◆ **What this task involves**
Up to and including the line that holds "target | jersey armhole", copy every line of the records below exactly, starting at the first; leave pictures out.

+++++

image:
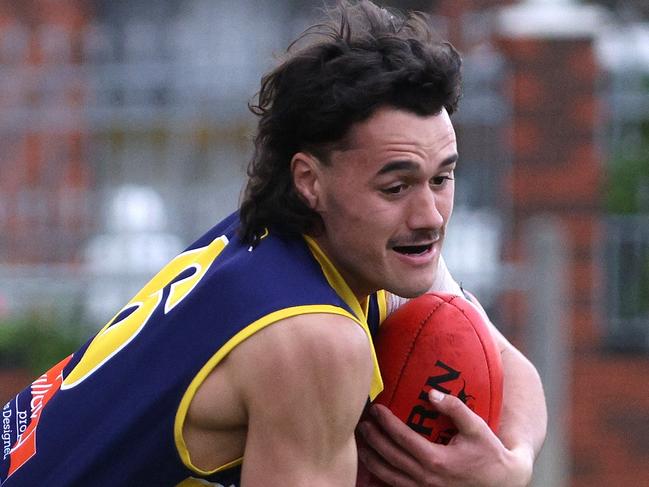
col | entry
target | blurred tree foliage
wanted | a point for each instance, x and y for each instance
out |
(627, 189)
(36, 343)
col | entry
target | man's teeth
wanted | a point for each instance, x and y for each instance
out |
(412, 249)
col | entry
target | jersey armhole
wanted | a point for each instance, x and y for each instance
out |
(183, 408)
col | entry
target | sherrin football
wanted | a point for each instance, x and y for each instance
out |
(439, 341)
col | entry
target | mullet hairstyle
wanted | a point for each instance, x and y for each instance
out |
(335, 75)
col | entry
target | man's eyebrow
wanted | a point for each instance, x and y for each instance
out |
(412, 166)
(398, 166)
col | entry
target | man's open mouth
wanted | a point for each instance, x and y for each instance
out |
(413, 249)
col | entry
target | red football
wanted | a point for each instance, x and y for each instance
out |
(438, 341)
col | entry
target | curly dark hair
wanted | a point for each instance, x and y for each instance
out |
(337, 74)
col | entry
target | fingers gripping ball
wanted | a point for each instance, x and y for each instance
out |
(439, 341)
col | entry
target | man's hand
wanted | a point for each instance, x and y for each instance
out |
(475, 457)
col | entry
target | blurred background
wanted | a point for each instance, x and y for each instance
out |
(124, 135)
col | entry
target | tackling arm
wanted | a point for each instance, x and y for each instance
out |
(304, 382)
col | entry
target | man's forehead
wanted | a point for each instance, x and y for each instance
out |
(394, 126)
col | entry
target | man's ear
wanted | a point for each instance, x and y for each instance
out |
(305, 170)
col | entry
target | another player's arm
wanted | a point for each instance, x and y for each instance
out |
(523, 423)
(399, 455)
(304, 382)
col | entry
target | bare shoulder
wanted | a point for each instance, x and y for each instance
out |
(304, 351)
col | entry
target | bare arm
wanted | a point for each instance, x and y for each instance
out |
(475, 457)
(304, 383)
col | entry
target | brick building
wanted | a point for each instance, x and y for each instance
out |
(558, 170)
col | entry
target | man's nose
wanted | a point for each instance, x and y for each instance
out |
(424, 211)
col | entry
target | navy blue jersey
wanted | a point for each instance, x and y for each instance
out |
(113, 412)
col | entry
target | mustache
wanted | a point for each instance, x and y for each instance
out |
(415, 238)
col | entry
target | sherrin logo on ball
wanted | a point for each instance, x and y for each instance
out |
(439, 341)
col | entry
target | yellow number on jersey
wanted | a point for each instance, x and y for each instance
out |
(182, 274)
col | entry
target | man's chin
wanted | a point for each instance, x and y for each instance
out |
(411, 291)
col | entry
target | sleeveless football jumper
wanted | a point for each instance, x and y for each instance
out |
(112, 413)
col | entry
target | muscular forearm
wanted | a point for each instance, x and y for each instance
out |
(524, 416)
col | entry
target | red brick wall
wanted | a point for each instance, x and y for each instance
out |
(28, 162)
(557, 170)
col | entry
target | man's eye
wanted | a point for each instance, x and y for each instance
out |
(441, 180)
(396, 189)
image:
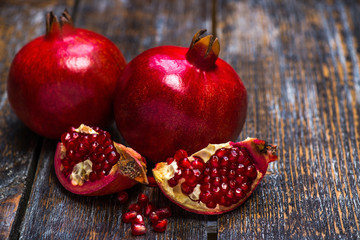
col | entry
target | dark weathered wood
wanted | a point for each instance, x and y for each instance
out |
(300, 63)
(133, 26)
(19, 147)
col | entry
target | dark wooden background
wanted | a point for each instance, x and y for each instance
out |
(300, 63)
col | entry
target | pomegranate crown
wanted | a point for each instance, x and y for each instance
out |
(203, 51)
(55, 28)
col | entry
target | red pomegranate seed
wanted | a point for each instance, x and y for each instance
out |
(198, 163)
(152, 181)
(122, 197)
(224, 162)
(240, 170)
(245, 186)
(205, 187)
(206, 179)
(160, 226)
(135, 207)
(169, 160)
(240, 179)
(129, 216)
(206, 197)
(180, 154)
(187, 173)
(184, 163)
(153, 217)
(172, 182)
(139, 219)
(214, 161)
(186, 189)
(239, 193)
(211, 204)
(138, 229)
(224, 188)
(148, 209)
(221, 152)
(143, 199)
(251, 172)
(216, 181)
(214, 172)
(234, 154)
(163, 212)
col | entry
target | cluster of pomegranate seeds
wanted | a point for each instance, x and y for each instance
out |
(142, 208)
(224, 179)
(96, 147)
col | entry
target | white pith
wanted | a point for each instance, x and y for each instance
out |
(81, 172)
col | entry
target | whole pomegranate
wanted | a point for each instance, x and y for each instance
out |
(216, 179)
(174, 97)
(64, 78)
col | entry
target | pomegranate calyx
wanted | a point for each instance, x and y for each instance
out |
(131, 164)
(203, 51)
(52, 25)
(56, 28)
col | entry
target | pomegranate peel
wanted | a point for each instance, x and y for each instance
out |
(127, 171)
(215, 194)
(171, 98)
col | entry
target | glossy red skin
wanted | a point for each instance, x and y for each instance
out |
(57, 82)
(164, 103)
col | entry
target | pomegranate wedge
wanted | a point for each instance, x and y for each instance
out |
(216, 179)
(88, 162)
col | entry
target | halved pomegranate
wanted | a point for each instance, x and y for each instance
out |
(216, 179)
(88, 162)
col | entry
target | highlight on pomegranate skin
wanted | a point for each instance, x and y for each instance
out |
(64, 78)
(171, 98)
(216, 179)
(88, 162)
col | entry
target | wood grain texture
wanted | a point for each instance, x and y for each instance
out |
(19, 147)
(300, 63)
(133, 26)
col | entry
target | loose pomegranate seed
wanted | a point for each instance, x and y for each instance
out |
(139, 219)
(163, 212)
(187, 173)
(169, 160)
(205, 196)
(138, 229)
(251, 172)
(198, 163)
(180, 154)
(122, 197)
(172, 182)
(153, 217)
(148, 209)
(184, 163)
(221, 152)
(160, 226)
(214, 161)
(211, 204)
(152, 181)
(143, 199)
(135, 207)
(129, 216)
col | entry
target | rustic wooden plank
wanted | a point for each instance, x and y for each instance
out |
(133, 26)
(300, 63)
(19, 147)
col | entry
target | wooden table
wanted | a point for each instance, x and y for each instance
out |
(299, 61)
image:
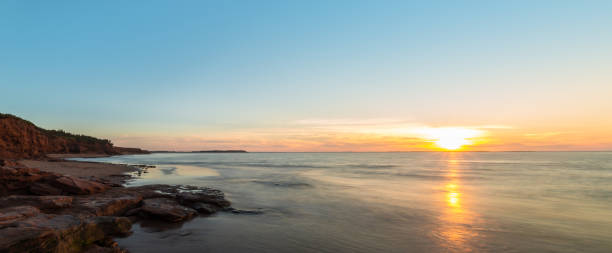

+++++

◆ **Reply to the exercise**
image:
col | entry
target | blurred tree foliage
wanted | a point for each instance, x and y for each instance
out |
(627, 189)
(36, 343)
col | entry
target | man's teeth
wanted | a point for each instance, x and y for each instance
out |
(412, 249)
col | entry
target | jersey armhole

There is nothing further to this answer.